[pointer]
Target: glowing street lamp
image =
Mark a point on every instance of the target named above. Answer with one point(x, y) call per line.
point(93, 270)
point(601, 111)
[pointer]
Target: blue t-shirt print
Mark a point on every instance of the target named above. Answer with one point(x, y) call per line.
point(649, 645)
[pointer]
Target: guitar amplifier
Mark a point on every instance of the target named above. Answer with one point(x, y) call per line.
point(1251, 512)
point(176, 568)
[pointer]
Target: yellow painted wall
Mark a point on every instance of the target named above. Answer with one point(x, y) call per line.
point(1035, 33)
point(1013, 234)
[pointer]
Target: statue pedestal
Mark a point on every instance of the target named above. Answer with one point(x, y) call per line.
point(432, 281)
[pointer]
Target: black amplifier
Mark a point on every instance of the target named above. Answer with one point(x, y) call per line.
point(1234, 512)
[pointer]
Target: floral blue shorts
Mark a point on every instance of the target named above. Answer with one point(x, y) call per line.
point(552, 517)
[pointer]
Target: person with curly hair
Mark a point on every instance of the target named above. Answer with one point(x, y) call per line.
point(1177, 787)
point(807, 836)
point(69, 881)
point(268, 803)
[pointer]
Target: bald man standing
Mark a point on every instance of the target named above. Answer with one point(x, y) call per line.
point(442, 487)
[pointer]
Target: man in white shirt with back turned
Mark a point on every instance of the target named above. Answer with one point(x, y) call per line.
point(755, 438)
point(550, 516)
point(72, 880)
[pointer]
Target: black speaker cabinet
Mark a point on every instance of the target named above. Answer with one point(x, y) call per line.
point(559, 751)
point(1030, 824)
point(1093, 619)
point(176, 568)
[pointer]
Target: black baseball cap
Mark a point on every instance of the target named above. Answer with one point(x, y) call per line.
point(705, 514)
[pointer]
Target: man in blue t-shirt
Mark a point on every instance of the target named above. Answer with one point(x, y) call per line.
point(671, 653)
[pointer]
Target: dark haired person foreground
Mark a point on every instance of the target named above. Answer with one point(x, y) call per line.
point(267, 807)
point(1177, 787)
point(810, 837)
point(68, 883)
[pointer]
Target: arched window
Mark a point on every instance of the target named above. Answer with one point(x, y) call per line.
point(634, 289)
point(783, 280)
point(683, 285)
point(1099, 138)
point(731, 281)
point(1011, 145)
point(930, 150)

Written task: Can you restate every record above word for word?

Response below:
[pointer]
Target: glowing street lamp
image =
Mark a point on every instance of the target named above. Answer with one point(x, y) call per line.
point(93, 270)
point(601, 111)
[pointer]
Target: blue t-shirt print
Mark a point on every instance of the target named above. Answer with one point(x, y) call per line.
point(649, 645)
[pointer]
Target: guitar amplifier
Mark a point on every instance of the target named above. Answer with one point(x, y) call per line.
point(1251, 512)
point(176, 568)
[pointer]
Target: yellow painted wall
Mark a point on every instance of the target named above. Answer with one point(x, y) call per line.
point(1035, 33)
point(1013, 234)
[pointer]
Target: statue pedestal
Mark a point on every instance of the target named above. Answer with one point(x, y) call per line.
point(432, 281)
[pointer]
Target: black amplifier
Mark a point on every instance of the target named above. Answer with one point(x, y) call per line.
point(1234, 512)
[pointer]
Target: floral blue shorts
Mark a point on every instance of the target named above. Answer with one point(x, y) call per line.
point(552, 517)
[pointer]
Target: person with curly hair
Mark a point on every instance of the target named above. Answer with one point(x, y) call per line.
point(1177, 787)
point(807, 836)
point(69, 881)
point(268, 803)
[pointer]
Target: bald man standing
Mark a point on every instance of the target named above. Answer with one point(x, y) call per line.
point(442, 487)
[pointer]
Target: man in white shirt with back turned
Mark a point on every instance of the target named above. Answer with one point(x, y) call per line.
point(755, 438)
point(550, 516)
point(72, 880)
[pointer]
Target: black speaker cabinet
Mark a point on every instance of the target named above. Answer with one point(x, y) call per line.
point(559, 751)
point(1030, 824)
point(1093, 619)
point(176, 568)
[pointer]
Target: black baseball cap
Mark a point on every instance of the target named above. Answer with one point(x, y) call per line.
point(705, 514)
[pointer]
Target: man in blue t-shirt
Mark a point on every instance of the target named above. Answer with one point(x, y) call per line.
point(671, 653)
[pointer]
Target: dark haired person foreground
Mark a point on every instance of the target named above. Answer with one point(x, y) call per line.
point(267, 807)
point(1177, 787)
point(810, 837)
point(68, 883)
[pointer]
Target: arched window
Mark a point on every instance of the target named above. Answer with one point(x, y) call per line.
point(634, 289)
point(783, 280)
point(683, 285)
point(1099, 138)
point(731, 281)
point(1011, 145)
point(930, 150)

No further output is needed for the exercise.